SUPPLIED RECORDS
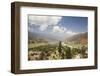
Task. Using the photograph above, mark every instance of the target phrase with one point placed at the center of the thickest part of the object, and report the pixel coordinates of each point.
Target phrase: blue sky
(77, 24)
(59, 26)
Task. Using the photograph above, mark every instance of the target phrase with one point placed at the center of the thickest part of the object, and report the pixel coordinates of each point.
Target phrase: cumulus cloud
(62, 30)
(57, 29)
(44, 21)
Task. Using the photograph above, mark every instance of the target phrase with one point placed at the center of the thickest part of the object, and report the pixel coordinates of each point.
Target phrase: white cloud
(44, 21)
(57, 29)
(63, 31)
(70, 32)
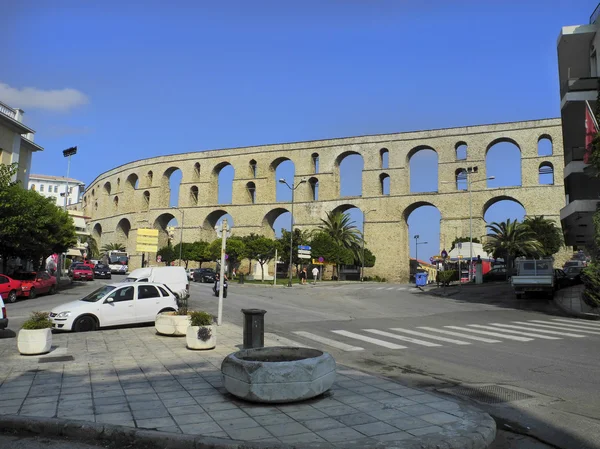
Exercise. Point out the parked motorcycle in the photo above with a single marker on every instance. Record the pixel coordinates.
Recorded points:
(218, 285)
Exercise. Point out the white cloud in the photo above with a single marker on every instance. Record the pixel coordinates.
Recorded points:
(33, 98)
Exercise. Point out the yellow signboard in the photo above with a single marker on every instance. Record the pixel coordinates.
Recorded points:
(146, 248)
(147, 240)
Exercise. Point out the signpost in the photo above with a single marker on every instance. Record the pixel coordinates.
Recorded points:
(223, 231)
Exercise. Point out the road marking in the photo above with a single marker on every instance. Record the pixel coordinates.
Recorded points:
(491, 334)
(433, 337)
(375, 341)
(526, 334)
(457, 334)
(329, 341)
(560, 327)
(581, 323)
(403, 338)
(564, 334)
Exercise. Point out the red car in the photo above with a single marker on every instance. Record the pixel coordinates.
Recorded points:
(82, 272)
(9, 288)
(33, 283)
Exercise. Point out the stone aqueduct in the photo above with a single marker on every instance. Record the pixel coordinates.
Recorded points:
(136, 195)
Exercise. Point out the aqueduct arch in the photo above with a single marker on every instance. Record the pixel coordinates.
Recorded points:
(385, 158)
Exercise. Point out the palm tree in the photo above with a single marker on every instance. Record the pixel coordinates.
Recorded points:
(509, 239)
(111, 247)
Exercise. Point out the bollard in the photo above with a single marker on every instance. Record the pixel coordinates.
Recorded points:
(254, 328)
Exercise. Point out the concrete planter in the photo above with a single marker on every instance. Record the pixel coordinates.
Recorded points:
(167, 323)
(278, 374)
(194, 342)
(34, 341)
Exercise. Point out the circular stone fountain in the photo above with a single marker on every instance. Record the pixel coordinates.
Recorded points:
(278, 374)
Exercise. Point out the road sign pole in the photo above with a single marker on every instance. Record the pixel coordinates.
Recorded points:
(222, 271)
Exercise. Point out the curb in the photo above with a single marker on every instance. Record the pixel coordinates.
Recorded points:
(482, 438)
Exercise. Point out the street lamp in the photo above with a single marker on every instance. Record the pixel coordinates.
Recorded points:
(180, 232)
(293, 189)
(467, 173)
(417, 237)
(362, 270)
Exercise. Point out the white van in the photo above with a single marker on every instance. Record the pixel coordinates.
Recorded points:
(173, 277)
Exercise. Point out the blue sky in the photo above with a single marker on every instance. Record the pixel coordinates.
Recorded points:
(129, 80)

YOUR GOAL
Everything in the records except the pictures is to be repeated exactly.

ANSWER BOX
Task. Using the photograph above, mark every instance of the target phrase with one point placed at the center of the thickest part of the object, and report the pixel coordinates of each point.
Target phrase: blue sky
(77, 24)
(59, 26)
Task. Using the photograph above, mark every instance of the target phrase with one point placed at the center of the thickest part of the object, and report the pixel coordinates of each point.
Target phrase: cumulus cloud
(62, 30)
(57, 29)
(44, 21)
Task. Using the photograph above, mark every instance of the target phrase with one point placed at the center of the thickest part of the object, and report the pixel coordinates of each point.
Target phrase: white cloud
(44, 21)
(57, 29)
(63, 31)
(70, 32)
Exercise. Point out the parked motorcycle in the photo above with a single marker on every instance. Record the pixel coordinates.
Recorded points:
(218, 285)
Exercise. Point out the white cloud in the photo above with a single marker on every instance. Record the pixel coordinates.
Recorded points:
(33, 98)
Exercise. Point out the yellow signboard in the photo above with a single marker on every instance. Record the pixel coordinates.
Recorded points:
(146, 248)
(147, 240)
Exercise. Point out the signpost in the photo above with a single marker on every instance. Record the pixel coordinates.
Recorded points:
(223, 231)
Exercise. Point out the road marking in the photo above with a single marker on every instance. Record the pixel coordinates.
Recorded points:
(491, 334)
(433, 337)
(375, 341)
(526, 334)
(457, 334)
(329, 341)
(560, 327)
(581, 323)
(403, 338)
(564, 334)
Exercise. Point out the red car in the photo above with a single marker on every instance. Record the pixel coordinates.
Recorded points:
(82, 272)
(9, 288)
(33, 283)
Exercise. Point out the stone aqueduct in the photo above with a single marker on every instance. Record the pixel coordinates.
Recorded points:
(136, 195)
Exercise. Point out the aqueduct arch in the photo above with a single marker on every instance. Record the pixel coordinates.
Recorded points:
(385, 158)
Exercise. Point out the palm tree in the photo above with a single marker on every instance. Record the pixel coordinates.
Recorded points:
(509, 239)
(111, 247)
Exercise. Point out the bollard in the photo above with a single marker on every instance. Record the pixel coordinates.
Recorded points:
(254, 328)
Exercise. Point out the concrete planter in the photo above with a single marker on every instance. Record the pixel coordinates.
Recorded points:
(167, 323)
(278, 374)
(194, 342)
(34, 341)
Exercise. Point out the circular stone fountain in the photo above with a single marker on every instance. Record the pixel coordinates.
Recorded points:
(278, 374)
Exercise. Point out the road sign pole in the photo above with a single marker on every instance. Record the pixel coordinates.
Recorded points:
(222, 271)
Exercise. Point out the curb in the photo above with a single marker on every instance. Record the pixel coordinates.
Recorded points:
(482, 438)
Exercise. Point out the street lamp in the photo above with a single marker on every instance. Record the pixel coordinates.
Recorded points:
(180, 232)
(293, 189)
(467, 173)
(417, 237)
(362, 270)
Exercise. Point out the white van in the photo above with a single marker on every instance. Record the pixel coordinates.
Recorded points:
(173, 277)
Exercise. Point out the blue sky in the photo above with a single marker on every instance. Record the pixel coordinates.
Recorded points:
(129, 80)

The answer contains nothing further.